Work order: From the entries below, report how many lines contain the string "drop". Only the number is wanted.

Provided data:

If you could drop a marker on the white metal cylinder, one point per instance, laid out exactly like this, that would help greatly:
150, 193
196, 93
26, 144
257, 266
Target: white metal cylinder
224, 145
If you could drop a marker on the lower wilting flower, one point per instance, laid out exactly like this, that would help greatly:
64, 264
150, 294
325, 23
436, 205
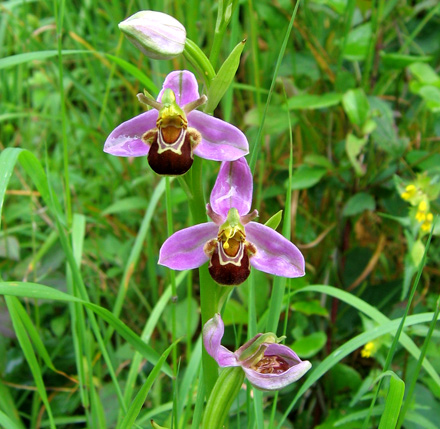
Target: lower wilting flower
267, 364
173, 131
232, 243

Exercise response: 2